**EXERCISE MATERIALS**.
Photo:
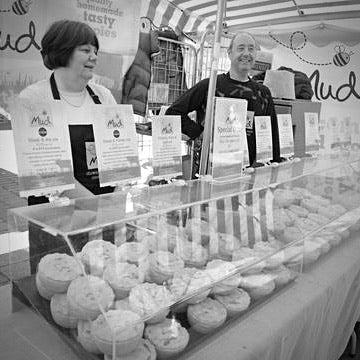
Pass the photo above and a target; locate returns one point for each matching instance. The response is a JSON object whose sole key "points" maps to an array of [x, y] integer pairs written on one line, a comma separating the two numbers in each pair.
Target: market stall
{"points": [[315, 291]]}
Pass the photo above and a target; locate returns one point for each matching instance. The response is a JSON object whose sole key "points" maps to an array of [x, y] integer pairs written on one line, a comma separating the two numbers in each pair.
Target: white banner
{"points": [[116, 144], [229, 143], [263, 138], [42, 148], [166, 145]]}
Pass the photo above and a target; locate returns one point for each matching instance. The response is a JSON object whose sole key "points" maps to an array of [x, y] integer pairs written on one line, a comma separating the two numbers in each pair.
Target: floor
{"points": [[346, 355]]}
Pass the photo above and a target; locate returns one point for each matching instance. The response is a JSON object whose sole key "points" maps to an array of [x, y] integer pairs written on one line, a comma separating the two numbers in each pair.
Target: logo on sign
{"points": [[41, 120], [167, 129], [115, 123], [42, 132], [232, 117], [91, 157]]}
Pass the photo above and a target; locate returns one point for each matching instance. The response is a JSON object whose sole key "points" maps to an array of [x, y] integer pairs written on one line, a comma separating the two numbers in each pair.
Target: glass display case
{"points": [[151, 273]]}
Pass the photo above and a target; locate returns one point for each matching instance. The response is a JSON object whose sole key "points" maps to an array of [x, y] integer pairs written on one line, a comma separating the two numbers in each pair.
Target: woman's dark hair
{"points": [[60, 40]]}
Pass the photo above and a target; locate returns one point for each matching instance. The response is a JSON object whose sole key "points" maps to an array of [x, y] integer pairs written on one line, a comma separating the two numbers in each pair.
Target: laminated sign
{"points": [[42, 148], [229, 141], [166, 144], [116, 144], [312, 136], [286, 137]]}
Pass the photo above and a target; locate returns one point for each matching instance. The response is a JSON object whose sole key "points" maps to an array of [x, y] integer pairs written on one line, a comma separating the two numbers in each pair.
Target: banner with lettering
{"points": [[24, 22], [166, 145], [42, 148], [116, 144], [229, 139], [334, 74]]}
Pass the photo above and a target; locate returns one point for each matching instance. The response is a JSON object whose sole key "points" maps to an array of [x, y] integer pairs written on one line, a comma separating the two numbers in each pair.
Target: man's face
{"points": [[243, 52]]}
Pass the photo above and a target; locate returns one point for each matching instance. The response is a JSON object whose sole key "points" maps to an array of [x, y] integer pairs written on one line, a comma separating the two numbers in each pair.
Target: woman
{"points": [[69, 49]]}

---

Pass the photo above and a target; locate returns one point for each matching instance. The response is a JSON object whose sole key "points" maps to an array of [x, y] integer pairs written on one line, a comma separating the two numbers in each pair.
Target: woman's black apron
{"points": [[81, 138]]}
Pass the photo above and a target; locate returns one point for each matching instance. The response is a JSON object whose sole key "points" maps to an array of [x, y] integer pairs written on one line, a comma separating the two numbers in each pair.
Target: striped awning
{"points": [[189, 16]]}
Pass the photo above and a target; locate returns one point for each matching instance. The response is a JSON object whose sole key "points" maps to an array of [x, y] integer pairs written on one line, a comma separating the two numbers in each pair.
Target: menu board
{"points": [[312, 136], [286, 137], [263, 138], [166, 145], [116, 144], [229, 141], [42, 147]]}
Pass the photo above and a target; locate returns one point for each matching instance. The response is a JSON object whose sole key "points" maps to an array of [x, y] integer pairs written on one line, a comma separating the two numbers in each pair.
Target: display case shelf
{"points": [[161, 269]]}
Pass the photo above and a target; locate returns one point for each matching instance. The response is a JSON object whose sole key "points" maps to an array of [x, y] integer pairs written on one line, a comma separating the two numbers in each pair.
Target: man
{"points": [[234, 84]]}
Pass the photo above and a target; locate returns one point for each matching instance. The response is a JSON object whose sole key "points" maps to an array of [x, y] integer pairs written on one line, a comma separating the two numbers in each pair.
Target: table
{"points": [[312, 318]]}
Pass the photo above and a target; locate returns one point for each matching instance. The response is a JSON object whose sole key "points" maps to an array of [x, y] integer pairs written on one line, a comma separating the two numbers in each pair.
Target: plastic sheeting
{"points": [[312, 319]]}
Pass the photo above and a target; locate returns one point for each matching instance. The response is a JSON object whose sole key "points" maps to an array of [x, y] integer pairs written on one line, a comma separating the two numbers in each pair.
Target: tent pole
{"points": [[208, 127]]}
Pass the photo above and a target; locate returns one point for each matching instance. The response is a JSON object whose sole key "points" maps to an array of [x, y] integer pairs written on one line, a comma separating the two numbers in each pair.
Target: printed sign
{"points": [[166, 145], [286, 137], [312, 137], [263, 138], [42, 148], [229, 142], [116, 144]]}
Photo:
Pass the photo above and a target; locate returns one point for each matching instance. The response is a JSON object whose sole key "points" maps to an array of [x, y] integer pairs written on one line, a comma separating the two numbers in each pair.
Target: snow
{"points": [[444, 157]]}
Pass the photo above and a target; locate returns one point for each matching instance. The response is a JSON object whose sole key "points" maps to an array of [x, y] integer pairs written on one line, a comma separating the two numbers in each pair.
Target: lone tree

**TASK DIRECTIONS**.
Pick out each line of the entries above that contains the word "banner" and copy it.

**RESULT BELOW**.
Target: white banner
Target: banner with lettering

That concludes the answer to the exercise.